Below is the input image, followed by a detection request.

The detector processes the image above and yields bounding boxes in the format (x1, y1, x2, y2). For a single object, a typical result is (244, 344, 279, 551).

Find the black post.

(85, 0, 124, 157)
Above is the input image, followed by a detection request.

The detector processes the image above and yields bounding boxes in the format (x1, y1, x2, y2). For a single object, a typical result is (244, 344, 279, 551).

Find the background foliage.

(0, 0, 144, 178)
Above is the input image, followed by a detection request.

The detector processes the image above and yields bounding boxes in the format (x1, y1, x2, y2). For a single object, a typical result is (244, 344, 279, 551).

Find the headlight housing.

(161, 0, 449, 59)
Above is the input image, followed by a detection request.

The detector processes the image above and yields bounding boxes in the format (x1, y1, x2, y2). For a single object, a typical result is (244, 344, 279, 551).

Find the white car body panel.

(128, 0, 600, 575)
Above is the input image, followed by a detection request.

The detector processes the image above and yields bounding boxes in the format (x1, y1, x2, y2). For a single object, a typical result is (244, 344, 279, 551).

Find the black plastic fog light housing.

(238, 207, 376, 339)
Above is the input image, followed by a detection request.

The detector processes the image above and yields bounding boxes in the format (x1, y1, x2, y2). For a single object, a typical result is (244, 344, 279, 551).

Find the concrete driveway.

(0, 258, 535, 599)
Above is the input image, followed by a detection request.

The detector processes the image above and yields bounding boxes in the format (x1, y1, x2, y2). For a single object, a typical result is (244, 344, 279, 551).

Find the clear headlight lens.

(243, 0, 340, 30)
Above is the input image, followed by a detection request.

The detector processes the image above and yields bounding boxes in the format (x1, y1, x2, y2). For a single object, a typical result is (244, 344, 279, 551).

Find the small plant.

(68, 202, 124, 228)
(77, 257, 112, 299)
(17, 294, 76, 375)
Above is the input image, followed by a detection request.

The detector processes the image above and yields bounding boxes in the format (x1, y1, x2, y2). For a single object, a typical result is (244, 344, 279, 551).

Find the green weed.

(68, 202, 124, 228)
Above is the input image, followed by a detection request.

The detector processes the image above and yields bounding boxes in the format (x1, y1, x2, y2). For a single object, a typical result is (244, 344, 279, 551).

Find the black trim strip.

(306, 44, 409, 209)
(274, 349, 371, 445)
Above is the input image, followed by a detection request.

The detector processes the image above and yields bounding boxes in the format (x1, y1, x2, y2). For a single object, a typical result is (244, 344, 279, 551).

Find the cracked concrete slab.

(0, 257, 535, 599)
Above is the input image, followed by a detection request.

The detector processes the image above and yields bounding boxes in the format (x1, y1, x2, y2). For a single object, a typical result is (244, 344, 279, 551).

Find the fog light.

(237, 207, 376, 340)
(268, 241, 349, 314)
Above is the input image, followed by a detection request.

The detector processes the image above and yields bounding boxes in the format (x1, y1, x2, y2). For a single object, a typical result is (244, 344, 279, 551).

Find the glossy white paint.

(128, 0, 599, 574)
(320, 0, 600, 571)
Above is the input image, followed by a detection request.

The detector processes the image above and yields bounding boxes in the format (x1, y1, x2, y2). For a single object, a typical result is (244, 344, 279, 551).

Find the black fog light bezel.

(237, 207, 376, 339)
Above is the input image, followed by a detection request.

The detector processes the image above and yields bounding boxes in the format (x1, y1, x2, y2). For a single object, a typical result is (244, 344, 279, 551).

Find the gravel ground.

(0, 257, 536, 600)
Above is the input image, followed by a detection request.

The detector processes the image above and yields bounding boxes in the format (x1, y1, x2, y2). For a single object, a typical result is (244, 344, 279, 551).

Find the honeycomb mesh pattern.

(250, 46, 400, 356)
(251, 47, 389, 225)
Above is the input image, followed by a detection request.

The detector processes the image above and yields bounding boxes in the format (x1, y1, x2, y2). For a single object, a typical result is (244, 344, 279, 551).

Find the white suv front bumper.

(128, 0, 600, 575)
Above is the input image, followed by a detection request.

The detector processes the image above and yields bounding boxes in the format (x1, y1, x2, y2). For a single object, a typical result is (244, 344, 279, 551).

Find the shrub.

- [WHAT IS NEEDED]:
Character for character, reproduce all of the lines above.

- [ANSWER FOR THIS EXERCISE]:
Below is the input image, followed by a detection request.

The detector processes the image above and yields bounding boxes in the format (x1, y1, x2, y2). For a single object, a typical result is (244, 344, 279, 551).

Find the black post.

(85, 0, 124, 157)
Above is the input image, followed by a detection request.

The detector processes the image above and yields bounding boxes in the format (x1, y1, x2, y2). For a single object, a typical result is (244, 344, 279, 551).

Find the background foliage.

(0, 0, 144, 178)
Above is the input image, followed by a detection request.

The detector processes the image above and yields bounding boxes in the format (x1, y1, x2, y2). For a single object, a typical result is (244, 344, 279, 551).

Find the headlight housing.

(161, 0, 449, 59)
Above is the input image, followed by a detection request.

The detector processes the image above and yields bounding boxes in the format (x1, y1, x2, y2). For a single object, a typical result is (244, 344, 279, 551).

Find the white car body panel.

(128, 0, 600, 575)
Above is the input image, followed by a detection request.

The detector processes the image above and yields bounding boxes in the format (x1, y1, x2, y2). For a single object, a typical result is (244, 344, 279, 551).

Find the black plastic fog light housing.

(238, 207, 376, 339)
Above is the input image, followed by a detection request.

The detector processes the image above and yields bounding boxes in the format (x1, y1, x2, y2). For a single object, a typical result is (244, 344, 279, 551).

Find the concrete driveway.

(0, 258, 535, 599)
Above is the input image, followed by a detection request.

The detector processes the image above and yields bounding boxes in the format (x1, y1, x2, y2). For a single object, a typical result is (244, 344, 279, 551).

Find the clear headlight lens.

(243, 0, 340, 30)
Above is the input image, followed by a detection request.

The detector processes the image above and yields bounding boxes in the format (x1, y1, x2, y2). For a single object, a typical result is (244, 344, 279, 551).

Find the small plant.

(68, 202, 124, 228)
(77, 257, 112, 299)
(17, 294, 76, 375)
Above is the input image, followed by a detection request.

The detector processes the image above and yields bounding boxes in the format (x1, y1, x2, y2). For a single object, a typical result is (244, 344, 279, 551).

Find the green weed.

(68, 202, 124, 228)
Above is the input image, followed by a detection request.

The detector processes the image above and yields bounding boxes in the format (x1, y1, x2, y2). For a single object, a typical result is (244, 344, 279, 551).

Find the black trim strip.

(306, 44, 409, 209)
(274, 349, 371, 445)
Above is the input image, followed by a detection request.

The detector processes the image above and yields bounding boxes in the format (x1, y1, x2, y2). For a single object, a typical result is (244, 344, 279, 551).

Find the cracked concrete slab.

(0, 257, 535, 599)
Above is the input image, followed by a detection request.

The detector processes the image above and yields bounding boxes in the format (x1, y1, x2, y2). For a single object, a typical result is (244, 344, 279, 551).

Find the fog light.

(237, 207, 376, 340)
(268, 241, 349, 314)
Above is the input image, followed by a detection request.

The detector processes the image above and yields bounding boxes in the format (x1, y1, x2, y2). For a single object, a typical result is (244, 344, 279, 551).

Find the glossy white paint.

(128, 0, 599, 574)
(320, 0, 600, 571)
Above is the input image, followed by a detection request.

The detector processes the image above and yields bounding boxes in the format (x1, y1, x2, y2). For a single object, a typical result is (244, 344, 279, 551).

Find the black fog light bezel.

(237, 207, 376, 339)
Above is the input image, followed by a detection request.

The detector processes the image above and yields bounding boxes in the format (x1, y1, x2, y2). For a single object, a typical result is (244, 344, 279, 551).

Find the gravel ground.

(0, 257, 536, 600)
Above is the input image, followed by a detection request.

The detector processes the image above and yields bounding boxes in the format (x1, y1, x2, y2). For a single object, a typical result is (244, 344, 279, 551).

Find the honeycomb mesh pattern.

(250, 46, 400, 356)
(251, 47, 389, 225)
Above is the input image, followed by a detection request.

The detector processes the image above and yields bounding boxes in the format (x1, y1, x2, y2). For a single object, a typical result is (244, 344, 279, 551).

Find the white suv front bumper.

(128, 0, 600, 575)
Above is the input image, followed by a detection request.

The detector processes the image above and yields bounding boxes in the format (x1, y1, x2, y2). For a single object, a typical result is (244, 344, 279, 551).

Find the shrub.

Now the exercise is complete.